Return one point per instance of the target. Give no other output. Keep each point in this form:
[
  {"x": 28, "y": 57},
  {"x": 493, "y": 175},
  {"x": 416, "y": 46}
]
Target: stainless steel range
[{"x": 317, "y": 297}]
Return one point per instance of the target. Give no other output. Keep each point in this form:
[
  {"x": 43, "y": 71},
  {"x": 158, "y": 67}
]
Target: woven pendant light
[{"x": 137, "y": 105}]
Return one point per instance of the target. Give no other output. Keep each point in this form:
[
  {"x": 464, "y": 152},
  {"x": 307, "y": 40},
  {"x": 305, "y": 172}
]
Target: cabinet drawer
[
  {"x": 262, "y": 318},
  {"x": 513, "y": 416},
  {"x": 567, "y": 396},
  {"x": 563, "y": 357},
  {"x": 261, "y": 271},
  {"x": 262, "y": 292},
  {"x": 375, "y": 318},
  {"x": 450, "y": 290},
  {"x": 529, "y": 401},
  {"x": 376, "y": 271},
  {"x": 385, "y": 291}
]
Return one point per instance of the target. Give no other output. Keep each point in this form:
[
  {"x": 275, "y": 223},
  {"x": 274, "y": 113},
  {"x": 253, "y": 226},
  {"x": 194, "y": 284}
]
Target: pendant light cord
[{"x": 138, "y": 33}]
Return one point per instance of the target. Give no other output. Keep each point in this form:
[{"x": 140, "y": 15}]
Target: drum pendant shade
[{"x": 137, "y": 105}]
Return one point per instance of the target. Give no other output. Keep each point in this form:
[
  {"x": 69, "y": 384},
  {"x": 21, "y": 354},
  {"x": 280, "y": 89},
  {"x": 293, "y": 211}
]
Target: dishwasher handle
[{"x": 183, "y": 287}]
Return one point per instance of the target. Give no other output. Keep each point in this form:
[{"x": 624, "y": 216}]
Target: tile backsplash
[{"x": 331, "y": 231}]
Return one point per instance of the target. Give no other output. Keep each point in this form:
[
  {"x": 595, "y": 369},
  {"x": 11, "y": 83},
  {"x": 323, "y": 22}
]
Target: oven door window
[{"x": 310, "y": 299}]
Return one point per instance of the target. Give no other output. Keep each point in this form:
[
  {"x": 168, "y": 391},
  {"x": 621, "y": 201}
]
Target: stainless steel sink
******************************
Task directions — Reproduce the records above exactly as they appear.

Exercise solution —
Return one point per instance of the target. Give no other output. Keep each point in this form:
[
  {"x": 28, "y": 57},
  {"x": 493, "y": 175},
  {"x": 416, "y": 46}
]
Target: stainless steel range
[{"x": 317, "y": 297}]
Return one point per instance of the target. Give no other output. Keep each point in this form:
[
  {"x": 43, "y": 71},
  {"x": 158, "y": 67}
]
Target: woven pendant light
[{"x": 137, "y": 105}]
Return one point per instance of the target. Give no other output. Keep each point in this form:
[
  {"x": 464, "y": 152},
  {"x": 307, "y": 40},
  {"x": 305, "y": 172}
]
Target: cabinet drawer
[
  {"x": 262, "y": 318},
  {"x": 513, "y": 416},
  {"x": 567, "y": 396},
  {"x": 563, "y": 357},
  {"x": 261, "y": 271},
  {"x": 262, "y": 292},
  {"x": 375, "y": 318},
  {"x": 450, "y": 290},
  {"x": 529, "y": 401},
  {"x": 376, "y": 271},
  {"x": 385, "y": 291}
]
Return one point per instance of the target. Give no other output. Keep each point in this form:
[
  {"x": 275, "y": 223},
  {"x": 274, "y": 113},
  {"x": 253, "y": 226},
  {"x": 194, "y": 284}
]
Target: pendant light cord
[{"x": 138, "y": 33}]
Return one point per instance of the target. Give no other output. Keep each point in this form:
[{"x": 140, "y": 15}]
Target: drum pendant shade
[{"x": 137, "y": 105}]
Return one point per instance of the target. Give no other output. Keep each point in this form:
[
  {"x": 69, "y": 384},
  {"x": 21, "y": 354},
  {"x": 280, "y": 89},
  {"x": 293, "y": 211}
]
Target: dishwasher handle
[{"x": 183, "y": 287}]
Return one point per instance of the target. Give no other output. Keep each point in this form:
[{"x": 624, "y": 216}]
Target: tile backsplash
[{"x": 331, "y": 231}]
Return one point per instance of the target. Give no other output. Keep each point in this form:
[
  {"x": 595, "y": 369},
  {"x": 11, "y": 83},
  {"x": 323, "y": 22}
]
Target: oven door window
[{"x": 310, "y": 299}]
Return one point per instance of the target. Give no other output. Keep each point in this form:
[
  {"x": 168, "y": 391},
  {"x": 621, "y": 201}
]
Target: stainless steel sink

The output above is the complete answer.